→ **GOAL**
Output the data below in full, character for character.
**** DATA SUPPLIED ****
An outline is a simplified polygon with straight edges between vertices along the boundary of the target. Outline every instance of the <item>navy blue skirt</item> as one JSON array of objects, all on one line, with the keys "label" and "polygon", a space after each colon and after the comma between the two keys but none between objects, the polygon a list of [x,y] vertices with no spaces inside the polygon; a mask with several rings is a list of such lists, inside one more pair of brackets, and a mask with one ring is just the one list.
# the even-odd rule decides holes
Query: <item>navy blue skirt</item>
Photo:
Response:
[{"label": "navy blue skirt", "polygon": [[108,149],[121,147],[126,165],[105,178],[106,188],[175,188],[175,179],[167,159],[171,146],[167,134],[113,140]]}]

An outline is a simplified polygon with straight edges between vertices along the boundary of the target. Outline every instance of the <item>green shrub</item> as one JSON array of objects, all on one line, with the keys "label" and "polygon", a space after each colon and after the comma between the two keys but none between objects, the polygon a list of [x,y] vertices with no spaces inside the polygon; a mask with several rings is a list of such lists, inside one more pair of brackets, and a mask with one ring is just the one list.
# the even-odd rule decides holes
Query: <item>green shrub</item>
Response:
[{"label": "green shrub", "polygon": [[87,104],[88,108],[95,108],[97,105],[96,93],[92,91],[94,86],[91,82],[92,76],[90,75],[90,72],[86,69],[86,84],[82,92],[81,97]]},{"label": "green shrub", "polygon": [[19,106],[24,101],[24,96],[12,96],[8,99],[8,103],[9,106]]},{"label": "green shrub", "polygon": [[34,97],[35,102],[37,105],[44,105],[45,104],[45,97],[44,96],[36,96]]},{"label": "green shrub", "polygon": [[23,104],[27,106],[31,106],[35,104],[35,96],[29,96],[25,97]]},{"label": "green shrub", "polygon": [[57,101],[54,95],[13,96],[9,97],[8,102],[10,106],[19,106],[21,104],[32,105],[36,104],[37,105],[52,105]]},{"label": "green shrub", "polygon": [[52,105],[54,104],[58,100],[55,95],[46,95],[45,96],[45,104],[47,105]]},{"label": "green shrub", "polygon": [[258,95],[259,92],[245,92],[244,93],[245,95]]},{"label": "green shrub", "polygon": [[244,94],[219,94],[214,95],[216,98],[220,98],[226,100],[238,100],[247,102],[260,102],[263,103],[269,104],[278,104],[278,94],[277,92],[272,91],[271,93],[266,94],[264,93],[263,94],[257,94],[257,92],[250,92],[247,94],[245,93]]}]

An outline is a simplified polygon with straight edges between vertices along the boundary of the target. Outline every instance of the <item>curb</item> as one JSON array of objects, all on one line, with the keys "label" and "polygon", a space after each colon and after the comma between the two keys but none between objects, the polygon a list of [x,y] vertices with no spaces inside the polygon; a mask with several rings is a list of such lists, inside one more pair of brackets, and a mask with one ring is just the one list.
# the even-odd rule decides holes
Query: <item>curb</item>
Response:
****
→ **ANSWER TO THIS TASK**
An outline is a simplified polygon with straight edges between vertices along the boundary of the target. Outline every instance of the <item>navy blue skirt</item> as one JSON array of objects, all on one line, with the keys "label" and "polygon", a space after each colon and after the comma between the two keys but none between objects, the polygon a list of [x,y] vertices with no spaces inside the polygon; a mask with several rings is a list of such lists, inside one more pair of brackets, and a mask with one ring is just the one list.
# the even-odd rule decides holes
Query: <item>navy blue skirt</item>
Photo:
Response:
[{"label": "navy blue skirt", "polygon": [[108,149],[121,147],[126,165],[105,178],[106,188],[175,188],[175,179],[167,159],[171,146],[167,134],[113,140]]}]

An outline is a simplified polygon with straight edges between vertices along the boundary of the target. Outline every instance of the <item>green shrub</item> as one JSON array of objects, all on one line, with the keys "label" and "polygon", a space after each colon and after the comma between the two keys but none between objects, the polygon a list of [x,y] vertices with no spaces inside the polygon; a mask with several rings is a list of such lists, inside one more pair of brackets, and a mask with one ring is just the one list.
# the even-odd rule decides holes
Query: <item>green shrub</item>
Response:
[{"label": "green shrub", "polygon": [[87,104],[88,108],[95,108],[97,105],[96,93],[92,91],[94,86],[91,82],[92,76],[90,75],[90,72],[86,69],[86,84],[82,92],[81,97]]},{"label": "green shrub", "polygon": [[19,106],[24,101],[24,96],[12,96],[8,99],[8,103],[9,106]]},{"label": "green shrub", "polygon": [[34,97],[35,102],[37,105],[44,105],[45,104],[45,97],[44,96],[36,96]]},{"label": "green shrub", "polygon": [[23,104],[27,106],[31,106],[35,104],[35,96],[29,96],[25,97]]},{"label": "green shrub", "polygon": [[57,101],[54,95],[13,96],[9,97],[8,102],[10,106],[19,106],[21,104],[32,105],[36,104],[37,105],[52,105]]},{"label": "green shrub", "polygon": [[52,105],[54,104],[58,100],[55,95],[46,95],[45,96],[45,104],[47,105]]},{"label": "green shrub", "polygon": [[258,95],[259,92],[245,92],[244,93],[245,95]]},{"label": "green shrub", "polygon": [[244,94],[219,94],[214,95],[216,98],[220,98],[226,100],[238,100],[247,102],[260,102],[263,103],[269,104],[278,104],[278,94],[277,92],[272,91],[271,93],[266,94],[264,93],[263,94],[257,94],[257,92],[250,92],[247,94],[245,93]]}]

An outline is a simplified polygon with straight edges between vertices along the boundary of the target. Outline every instance of the <item>curb</item> as one JSON array of objects, all on one line, with the keys "label" and "polygon", a space after each colon and after the comma between the two keys but none between objects, the polygon a list of [x,y] vertices with no spaces inside the polygon; a mask with several rings is a list of such lists, inside one more pair of brackets, and a mask with one ring is just the one list.
# the even-odd rule decides holes
Query: <item>curb</item>
Response:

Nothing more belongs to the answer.